▸ **RECORD EXTRACTS**
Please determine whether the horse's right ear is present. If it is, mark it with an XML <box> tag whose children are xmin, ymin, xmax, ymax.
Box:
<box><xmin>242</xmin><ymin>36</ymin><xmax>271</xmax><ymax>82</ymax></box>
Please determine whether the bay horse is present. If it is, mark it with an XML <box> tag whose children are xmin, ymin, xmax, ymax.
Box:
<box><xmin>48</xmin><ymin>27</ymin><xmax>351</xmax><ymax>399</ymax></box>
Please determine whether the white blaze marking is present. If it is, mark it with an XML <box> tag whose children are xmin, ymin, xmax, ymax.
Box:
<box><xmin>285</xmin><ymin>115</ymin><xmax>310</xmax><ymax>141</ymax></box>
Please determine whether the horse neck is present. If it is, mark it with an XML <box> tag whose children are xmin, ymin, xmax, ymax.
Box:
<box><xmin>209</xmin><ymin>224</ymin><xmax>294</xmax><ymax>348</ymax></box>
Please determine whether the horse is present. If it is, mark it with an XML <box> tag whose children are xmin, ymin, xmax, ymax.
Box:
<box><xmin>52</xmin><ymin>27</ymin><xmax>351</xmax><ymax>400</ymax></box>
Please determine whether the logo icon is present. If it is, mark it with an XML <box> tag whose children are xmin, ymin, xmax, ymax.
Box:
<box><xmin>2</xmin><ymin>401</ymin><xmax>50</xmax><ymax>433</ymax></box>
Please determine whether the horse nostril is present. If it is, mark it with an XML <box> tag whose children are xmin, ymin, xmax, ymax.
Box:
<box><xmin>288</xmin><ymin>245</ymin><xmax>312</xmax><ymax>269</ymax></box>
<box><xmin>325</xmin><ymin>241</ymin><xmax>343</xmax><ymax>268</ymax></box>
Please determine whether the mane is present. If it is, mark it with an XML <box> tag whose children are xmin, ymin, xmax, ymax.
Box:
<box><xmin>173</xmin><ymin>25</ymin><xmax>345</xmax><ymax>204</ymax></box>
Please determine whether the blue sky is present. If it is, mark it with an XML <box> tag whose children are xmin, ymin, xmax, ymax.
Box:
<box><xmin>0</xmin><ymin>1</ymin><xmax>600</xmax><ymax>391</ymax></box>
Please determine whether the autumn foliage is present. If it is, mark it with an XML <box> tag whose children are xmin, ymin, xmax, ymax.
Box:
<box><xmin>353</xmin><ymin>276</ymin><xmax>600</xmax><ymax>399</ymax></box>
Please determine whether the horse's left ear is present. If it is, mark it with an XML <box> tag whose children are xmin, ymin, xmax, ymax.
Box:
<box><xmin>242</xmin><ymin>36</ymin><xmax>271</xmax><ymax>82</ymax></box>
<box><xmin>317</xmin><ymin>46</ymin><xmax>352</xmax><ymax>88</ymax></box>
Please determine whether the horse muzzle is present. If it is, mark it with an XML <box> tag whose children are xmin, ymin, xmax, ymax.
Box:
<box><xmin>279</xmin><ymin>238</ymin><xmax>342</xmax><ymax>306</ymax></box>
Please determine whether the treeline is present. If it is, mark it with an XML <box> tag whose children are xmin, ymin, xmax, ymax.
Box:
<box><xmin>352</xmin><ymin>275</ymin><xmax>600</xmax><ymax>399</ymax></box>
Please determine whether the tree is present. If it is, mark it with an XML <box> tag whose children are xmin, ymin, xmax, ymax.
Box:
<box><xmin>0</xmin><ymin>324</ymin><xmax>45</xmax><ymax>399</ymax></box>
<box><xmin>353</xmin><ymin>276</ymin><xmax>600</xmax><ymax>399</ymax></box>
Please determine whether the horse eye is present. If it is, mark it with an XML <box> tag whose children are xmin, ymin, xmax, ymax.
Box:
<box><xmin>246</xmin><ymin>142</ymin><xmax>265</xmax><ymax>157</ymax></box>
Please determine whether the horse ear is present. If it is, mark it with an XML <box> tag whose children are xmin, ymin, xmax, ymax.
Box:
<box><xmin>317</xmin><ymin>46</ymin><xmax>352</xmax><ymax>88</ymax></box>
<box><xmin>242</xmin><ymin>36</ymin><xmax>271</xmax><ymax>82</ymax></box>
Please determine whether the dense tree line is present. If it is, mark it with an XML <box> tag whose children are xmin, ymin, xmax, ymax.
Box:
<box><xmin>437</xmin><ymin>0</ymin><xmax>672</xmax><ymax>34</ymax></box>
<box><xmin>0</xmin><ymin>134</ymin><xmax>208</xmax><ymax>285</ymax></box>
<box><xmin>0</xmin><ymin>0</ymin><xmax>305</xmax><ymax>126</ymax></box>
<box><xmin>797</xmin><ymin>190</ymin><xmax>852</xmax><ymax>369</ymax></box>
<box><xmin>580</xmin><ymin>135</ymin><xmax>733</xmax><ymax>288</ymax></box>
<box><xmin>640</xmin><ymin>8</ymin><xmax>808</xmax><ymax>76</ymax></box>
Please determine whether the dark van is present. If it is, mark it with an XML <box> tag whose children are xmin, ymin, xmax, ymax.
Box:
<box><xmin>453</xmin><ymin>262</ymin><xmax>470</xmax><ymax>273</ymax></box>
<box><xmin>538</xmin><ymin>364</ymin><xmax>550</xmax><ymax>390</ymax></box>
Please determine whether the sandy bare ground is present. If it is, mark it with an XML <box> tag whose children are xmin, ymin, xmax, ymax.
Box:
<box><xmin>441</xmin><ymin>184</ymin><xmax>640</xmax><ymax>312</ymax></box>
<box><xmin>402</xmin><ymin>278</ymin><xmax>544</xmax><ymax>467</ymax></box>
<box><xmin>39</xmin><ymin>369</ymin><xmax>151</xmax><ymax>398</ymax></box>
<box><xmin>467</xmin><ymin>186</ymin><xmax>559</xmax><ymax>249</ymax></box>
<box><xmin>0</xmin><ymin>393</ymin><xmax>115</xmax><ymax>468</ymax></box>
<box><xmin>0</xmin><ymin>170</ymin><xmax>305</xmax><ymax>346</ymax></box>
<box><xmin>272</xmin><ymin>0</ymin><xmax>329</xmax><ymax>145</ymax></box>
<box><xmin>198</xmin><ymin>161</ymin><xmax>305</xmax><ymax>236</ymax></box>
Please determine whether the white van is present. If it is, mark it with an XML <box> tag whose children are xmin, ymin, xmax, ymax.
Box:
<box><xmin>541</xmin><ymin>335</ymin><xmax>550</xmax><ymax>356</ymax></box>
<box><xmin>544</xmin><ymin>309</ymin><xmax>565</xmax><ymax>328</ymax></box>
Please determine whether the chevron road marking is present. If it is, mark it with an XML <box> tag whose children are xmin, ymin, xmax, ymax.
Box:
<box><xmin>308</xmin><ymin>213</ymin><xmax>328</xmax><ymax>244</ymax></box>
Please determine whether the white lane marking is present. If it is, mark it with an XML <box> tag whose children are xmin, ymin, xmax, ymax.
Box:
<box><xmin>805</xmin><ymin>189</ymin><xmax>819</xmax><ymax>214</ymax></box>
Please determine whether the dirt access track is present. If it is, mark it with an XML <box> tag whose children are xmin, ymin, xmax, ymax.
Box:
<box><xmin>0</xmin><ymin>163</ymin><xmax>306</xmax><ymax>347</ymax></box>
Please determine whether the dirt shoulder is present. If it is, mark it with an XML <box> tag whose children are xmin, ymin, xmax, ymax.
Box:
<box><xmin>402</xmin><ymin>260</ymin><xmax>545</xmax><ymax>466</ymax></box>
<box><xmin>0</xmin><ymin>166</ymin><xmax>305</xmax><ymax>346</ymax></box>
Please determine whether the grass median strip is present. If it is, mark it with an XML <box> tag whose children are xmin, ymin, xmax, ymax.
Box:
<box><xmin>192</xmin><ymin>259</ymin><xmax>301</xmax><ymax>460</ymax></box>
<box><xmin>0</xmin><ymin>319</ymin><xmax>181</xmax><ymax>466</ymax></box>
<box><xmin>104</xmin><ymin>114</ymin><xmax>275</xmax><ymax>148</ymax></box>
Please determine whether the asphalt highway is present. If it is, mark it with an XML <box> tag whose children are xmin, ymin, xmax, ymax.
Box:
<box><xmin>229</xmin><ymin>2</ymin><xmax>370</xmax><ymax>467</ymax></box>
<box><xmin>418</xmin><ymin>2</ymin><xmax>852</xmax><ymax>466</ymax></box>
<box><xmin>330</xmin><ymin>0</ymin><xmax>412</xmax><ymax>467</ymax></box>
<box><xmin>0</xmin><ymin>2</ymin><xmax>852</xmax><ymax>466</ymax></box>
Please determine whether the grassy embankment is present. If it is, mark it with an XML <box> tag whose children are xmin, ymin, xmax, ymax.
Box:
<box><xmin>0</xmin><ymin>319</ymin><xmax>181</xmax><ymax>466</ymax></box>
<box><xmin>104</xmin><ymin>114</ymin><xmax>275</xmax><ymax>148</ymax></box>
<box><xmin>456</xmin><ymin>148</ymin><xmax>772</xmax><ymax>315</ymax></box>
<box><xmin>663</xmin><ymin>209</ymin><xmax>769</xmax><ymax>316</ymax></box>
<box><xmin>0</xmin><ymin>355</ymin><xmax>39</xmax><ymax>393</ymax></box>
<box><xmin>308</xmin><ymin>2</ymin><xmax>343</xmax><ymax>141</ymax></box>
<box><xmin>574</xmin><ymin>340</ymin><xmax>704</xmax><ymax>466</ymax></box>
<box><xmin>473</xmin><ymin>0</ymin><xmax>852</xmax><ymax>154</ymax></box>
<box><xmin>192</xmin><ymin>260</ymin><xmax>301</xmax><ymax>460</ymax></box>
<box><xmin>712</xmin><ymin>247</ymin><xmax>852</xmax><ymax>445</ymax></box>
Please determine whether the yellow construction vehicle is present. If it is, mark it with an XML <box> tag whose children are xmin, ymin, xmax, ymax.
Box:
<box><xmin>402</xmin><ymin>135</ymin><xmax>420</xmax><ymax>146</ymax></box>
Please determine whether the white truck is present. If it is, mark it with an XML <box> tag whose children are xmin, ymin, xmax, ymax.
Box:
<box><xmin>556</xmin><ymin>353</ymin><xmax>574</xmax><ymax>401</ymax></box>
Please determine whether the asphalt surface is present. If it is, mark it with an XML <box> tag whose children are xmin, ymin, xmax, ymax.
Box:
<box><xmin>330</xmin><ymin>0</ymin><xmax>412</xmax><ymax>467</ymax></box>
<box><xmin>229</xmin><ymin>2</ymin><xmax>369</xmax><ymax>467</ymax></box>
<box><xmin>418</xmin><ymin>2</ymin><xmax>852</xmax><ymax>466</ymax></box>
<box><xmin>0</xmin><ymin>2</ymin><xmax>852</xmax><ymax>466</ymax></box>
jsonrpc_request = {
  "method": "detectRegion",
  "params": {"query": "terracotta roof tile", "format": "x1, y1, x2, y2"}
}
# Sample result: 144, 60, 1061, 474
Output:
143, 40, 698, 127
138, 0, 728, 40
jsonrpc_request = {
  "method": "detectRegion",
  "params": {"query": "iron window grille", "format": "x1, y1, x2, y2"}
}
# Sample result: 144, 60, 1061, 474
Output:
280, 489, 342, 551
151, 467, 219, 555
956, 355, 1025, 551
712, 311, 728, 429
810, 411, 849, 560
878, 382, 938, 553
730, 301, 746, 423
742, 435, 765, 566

▸ **GOAL**
Pull out each line of the listing above that contains the string "params".

▸ **ANSWER TO THE EXERCISE**
  "params": {"query": "terracotta roof tile", "format": "x1, y1, x2, y2"}
  "params": {"query": "iron window grille", "format": "x1, y1, x2, y2"}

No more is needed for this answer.